### Your instructions
Report each line of the material below that contains the string "jacket", copying every such line in full.

[Point placement records]
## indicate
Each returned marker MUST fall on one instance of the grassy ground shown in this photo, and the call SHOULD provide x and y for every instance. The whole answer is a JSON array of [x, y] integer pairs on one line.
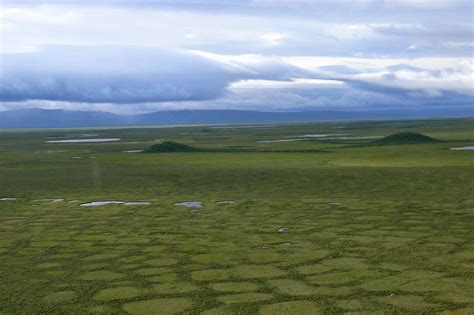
[[329, 226]]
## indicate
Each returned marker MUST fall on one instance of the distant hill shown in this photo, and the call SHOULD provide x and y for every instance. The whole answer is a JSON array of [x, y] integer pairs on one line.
[[43, 118], [406, 138], [170, 146]]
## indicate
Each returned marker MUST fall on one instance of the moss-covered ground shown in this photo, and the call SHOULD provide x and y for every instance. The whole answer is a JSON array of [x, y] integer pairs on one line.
[[318, 226]]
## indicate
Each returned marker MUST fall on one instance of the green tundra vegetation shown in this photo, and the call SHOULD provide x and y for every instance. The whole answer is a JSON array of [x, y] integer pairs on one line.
[[262, 219]]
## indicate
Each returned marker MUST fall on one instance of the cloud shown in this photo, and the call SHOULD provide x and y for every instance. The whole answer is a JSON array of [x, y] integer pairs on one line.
[[142, 79], [244, 27], [128, 75]]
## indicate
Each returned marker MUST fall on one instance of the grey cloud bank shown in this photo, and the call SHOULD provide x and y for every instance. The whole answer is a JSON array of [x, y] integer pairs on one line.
[[133, 57]]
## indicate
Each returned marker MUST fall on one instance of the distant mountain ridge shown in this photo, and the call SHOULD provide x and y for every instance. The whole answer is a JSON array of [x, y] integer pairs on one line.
[[57, 118]]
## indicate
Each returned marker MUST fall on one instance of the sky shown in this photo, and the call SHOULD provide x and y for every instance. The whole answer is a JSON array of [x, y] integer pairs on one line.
[[141, 56]]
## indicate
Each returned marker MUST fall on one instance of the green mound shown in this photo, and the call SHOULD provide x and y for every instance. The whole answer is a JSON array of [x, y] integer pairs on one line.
[[406, 138], [170, 146]]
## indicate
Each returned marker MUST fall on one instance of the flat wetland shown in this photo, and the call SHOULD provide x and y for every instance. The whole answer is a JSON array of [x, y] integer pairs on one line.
[[338, 225]]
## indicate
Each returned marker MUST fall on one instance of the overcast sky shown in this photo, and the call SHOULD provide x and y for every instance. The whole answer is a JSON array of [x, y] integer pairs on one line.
[[146, 55]]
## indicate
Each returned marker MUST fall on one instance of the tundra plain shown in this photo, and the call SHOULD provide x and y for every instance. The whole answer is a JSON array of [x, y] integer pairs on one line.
[[247, 225]]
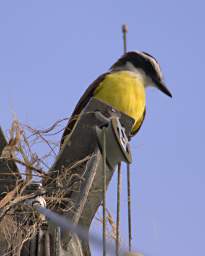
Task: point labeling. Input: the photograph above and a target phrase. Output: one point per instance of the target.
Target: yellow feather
(124, 91)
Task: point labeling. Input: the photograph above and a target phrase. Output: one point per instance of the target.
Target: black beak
(162, 87)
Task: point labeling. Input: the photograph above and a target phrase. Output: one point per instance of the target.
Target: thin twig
(118, 209)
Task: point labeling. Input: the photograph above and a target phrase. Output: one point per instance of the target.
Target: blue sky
(50, 51)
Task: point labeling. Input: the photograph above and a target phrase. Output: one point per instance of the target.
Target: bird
(123, 87)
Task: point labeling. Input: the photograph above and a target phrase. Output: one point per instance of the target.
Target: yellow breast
(124, 91)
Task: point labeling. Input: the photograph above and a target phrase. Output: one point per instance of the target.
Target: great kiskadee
(123, 87)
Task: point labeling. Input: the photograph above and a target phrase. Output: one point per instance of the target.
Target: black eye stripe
(149, 55)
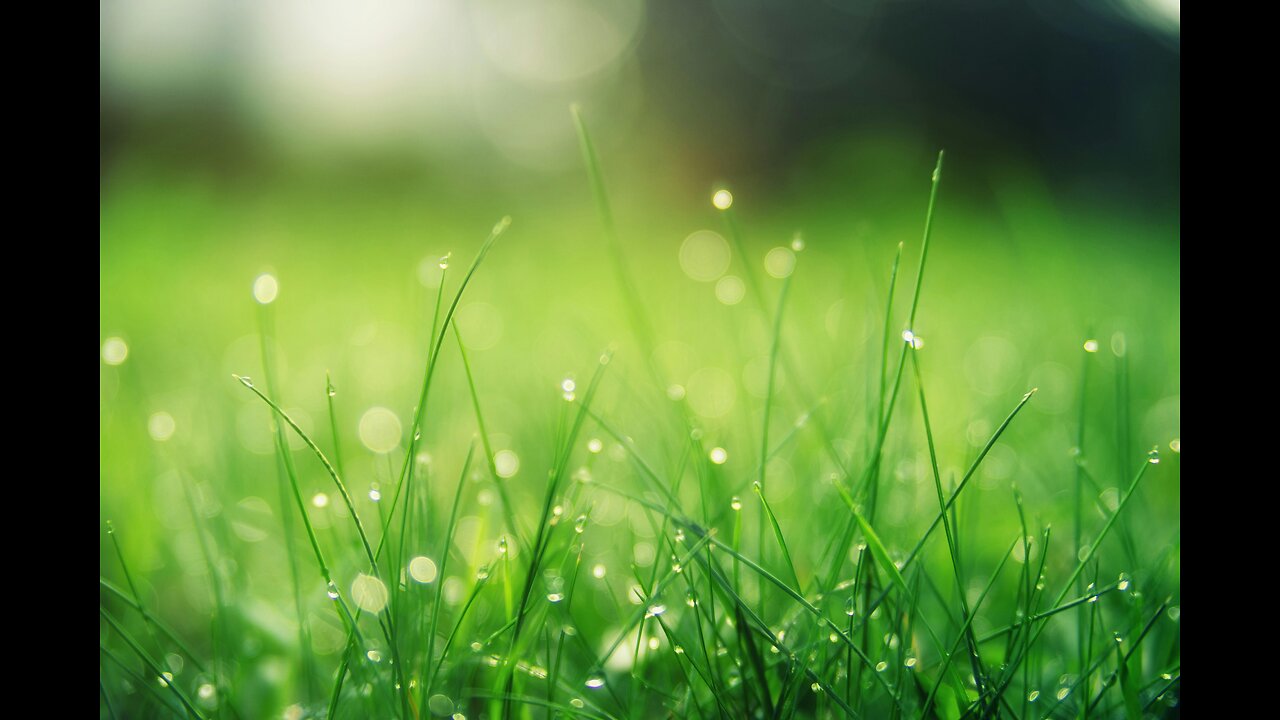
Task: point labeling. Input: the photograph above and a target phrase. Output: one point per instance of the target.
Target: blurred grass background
(344, 151)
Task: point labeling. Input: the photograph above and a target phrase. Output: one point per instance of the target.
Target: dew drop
(423, 569)
(114, 351)
(265, 288)
(439, 705)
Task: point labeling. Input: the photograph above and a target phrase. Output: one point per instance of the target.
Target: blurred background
(343, 149)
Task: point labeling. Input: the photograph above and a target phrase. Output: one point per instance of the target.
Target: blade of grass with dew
(152, 666)
(543, 538)
(1079, 566)
(288, 477)
(444, 560)
(974, 656)
(507, 507)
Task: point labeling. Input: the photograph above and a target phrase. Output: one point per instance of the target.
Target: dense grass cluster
(826, 547)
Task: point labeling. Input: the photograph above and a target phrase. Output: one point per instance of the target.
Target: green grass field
(631, 458)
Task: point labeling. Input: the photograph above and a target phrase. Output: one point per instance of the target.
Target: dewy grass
(620, 573)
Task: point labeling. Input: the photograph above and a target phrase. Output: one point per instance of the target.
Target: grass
(617, 572)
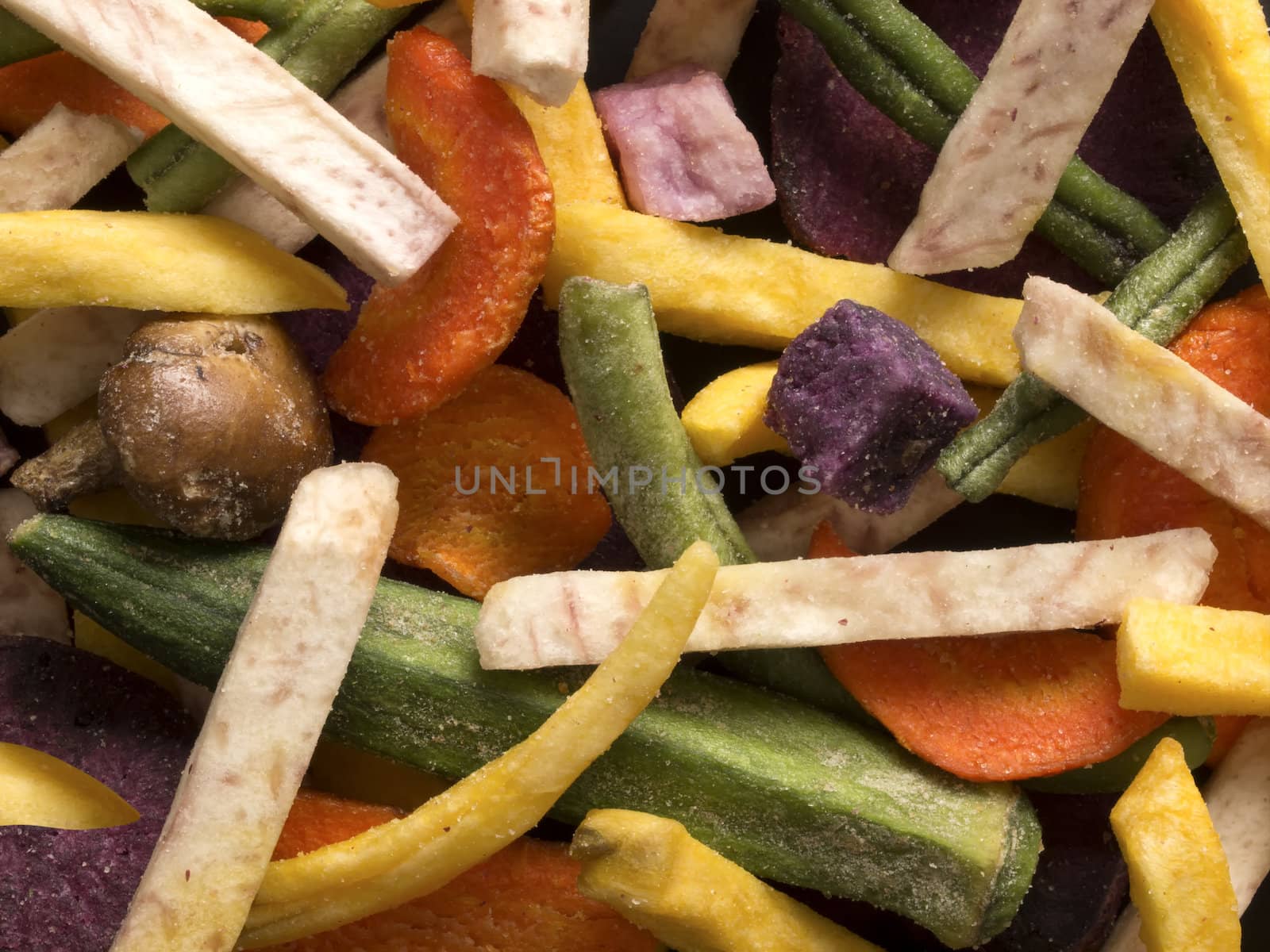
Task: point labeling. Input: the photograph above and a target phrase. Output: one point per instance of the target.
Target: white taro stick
(56, 162)
(54, 359)
(1238, 801)
(1001, 164)
(267, 712)
(702, 32)
(537, 44)
(1147, 393)
(578, 617)
(238, 101)
(780, 527)
(29, 607)
(361, 102)
(243, 201)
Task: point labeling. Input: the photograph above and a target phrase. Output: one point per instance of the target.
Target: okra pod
(1157, 298)
(613, 362)
(656, 482)
(901, 67)
(321, 46)
(21, 42)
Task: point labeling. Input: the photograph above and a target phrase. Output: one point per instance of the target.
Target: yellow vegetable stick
(1221, 52)
(152, 263)
(725, 420)
(1179, 877)
(656, 875)
(1193, 660)
(727, 290)
(40, 790)
(572, 144)
(393, 863)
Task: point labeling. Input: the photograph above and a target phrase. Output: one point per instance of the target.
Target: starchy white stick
(1001, 164)
(702, 32)
(238, 101)
(56, 162)
(578, 617)
(537, 44)
(266, 715)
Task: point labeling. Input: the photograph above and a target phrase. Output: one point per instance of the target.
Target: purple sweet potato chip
(868, 404)
(319, 332)
(849, 179)
(683, 150)
(67, 890)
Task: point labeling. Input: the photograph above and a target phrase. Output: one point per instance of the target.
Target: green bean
(911, 75)
(21, 42)
(319, 48)
(1157, 298)
(1195, 735)
(656, 482)
(613, 361)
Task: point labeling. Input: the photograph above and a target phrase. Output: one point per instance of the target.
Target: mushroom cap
(214, 422)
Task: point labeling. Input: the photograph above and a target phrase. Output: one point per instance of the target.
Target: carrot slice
(991, 708)
(421, 343)
(522, 899)
(471, 527)
(31, 88)
(1124, 492)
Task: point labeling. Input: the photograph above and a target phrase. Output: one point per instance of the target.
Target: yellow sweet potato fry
(152, 263)
(725, 422)
(38, 790)
(393, 863)
(1179, 877)
(1221, 52)
(657, 876)
(725, 419)
(1193, 660)
(719, 289)
(572, 144)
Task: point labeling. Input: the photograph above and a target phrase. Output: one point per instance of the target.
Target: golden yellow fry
(1221, 54)
(152, 263)
(399, 861)
(725, 419)
(572, 144)
(1193, 660)
(40, 790)
(727, 290)
(692, 899)
(1179, 877)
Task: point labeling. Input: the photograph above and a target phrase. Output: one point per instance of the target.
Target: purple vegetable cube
(67, 890)
(683, 152)
(868, 404)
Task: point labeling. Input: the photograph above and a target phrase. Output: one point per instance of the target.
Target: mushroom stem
(78, 463)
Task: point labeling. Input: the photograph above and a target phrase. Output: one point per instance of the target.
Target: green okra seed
(1157, 298)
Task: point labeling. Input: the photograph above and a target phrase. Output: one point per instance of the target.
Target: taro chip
(683, 152)
(868, 404)
(69, 889)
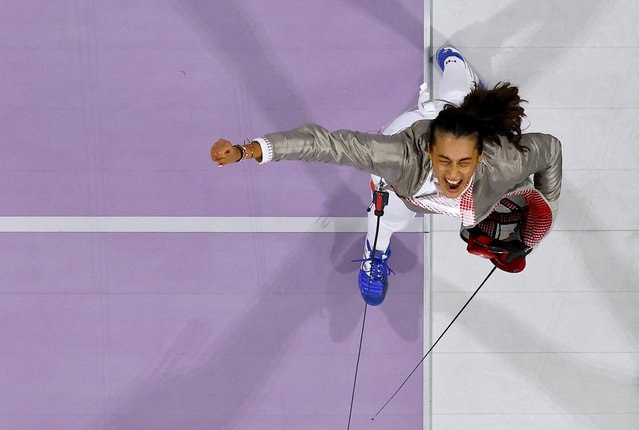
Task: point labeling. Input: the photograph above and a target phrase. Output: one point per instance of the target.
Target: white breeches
(453, 87)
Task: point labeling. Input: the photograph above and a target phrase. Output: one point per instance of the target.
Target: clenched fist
(223, 152)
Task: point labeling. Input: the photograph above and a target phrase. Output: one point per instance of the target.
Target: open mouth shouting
(453, 187)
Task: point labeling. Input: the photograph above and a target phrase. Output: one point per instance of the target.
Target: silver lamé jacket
(402, 160)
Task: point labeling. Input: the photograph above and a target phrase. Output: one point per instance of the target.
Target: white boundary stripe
(427, 367)
(53, 224)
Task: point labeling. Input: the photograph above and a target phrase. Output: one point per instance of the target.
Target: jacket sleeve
(543, 161)
(382, 155)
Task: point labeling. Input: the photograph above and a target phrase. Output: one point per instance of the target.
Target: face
(454, 160)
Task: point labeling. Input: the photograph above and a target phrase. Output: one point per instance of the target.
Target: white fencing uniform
(455, 84)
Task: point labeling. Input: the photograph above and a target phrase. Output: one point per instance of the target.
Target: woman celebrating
(463, 155)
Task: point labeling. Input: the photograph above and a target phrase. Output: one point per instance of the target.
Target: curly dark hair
(487, 114)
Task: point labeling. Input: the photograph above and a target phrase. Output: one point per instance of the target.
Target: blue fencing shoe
(373, 276)
(446, 54)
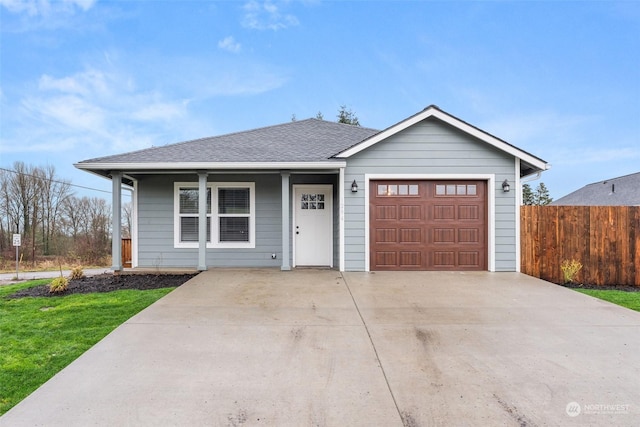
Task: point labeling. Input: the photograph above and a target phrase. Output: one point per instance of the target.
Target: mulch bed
(109, 283)
(604, 287)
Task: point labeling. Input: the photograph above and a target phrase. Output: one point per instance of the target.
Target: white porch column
(341, 219)
(202, 221)
(116, 221)
(286, 226)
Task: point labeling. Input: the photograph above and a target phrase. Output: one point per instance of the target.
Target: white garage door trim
(491, 202)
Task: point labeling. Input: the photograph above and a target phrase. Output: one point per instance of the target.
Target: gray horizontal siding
(430, 147)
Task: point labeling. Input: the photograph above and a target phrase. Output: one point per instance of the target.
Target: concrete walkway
(318, 348)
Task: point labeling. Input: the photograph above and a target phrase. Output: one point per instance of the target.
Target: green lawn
(626, 299)
(40, 336)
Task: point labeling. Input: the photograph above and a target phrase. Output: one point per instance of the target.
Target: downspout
(134, 219)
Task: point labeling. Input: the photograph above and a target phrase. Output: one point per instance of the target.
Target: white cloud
(266, 16)
(45, 7)
(110, 107)
(229, 44)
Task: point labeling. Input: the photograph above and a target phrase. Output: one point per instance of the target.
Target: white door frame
(294, 206)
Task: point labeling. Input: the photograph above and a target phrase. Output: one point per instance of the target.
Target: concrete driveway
(321, 348)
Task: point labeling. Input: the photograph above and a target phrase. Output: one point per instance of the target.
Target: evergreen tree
(347, 116)
(539, 197)
(542, 197)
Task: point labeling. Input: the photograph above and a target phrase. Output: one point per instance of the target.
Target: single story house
(431, 192)
(620, 191)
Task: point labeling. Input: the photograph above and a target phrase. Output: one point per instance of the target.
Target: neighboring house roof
(309, 144)
(530, 163)
(620, 191)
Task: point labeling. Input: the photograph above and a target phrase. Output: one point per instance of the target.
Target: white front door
(313, 225)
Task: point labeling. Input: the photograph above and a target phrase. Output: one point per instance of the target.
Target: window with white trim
(231, 222)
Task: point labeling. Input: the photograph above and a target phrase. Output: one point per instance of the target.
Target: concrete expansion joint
(373, 345)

### Response below
Target: silver lamé jacket
Target: jacket sleeve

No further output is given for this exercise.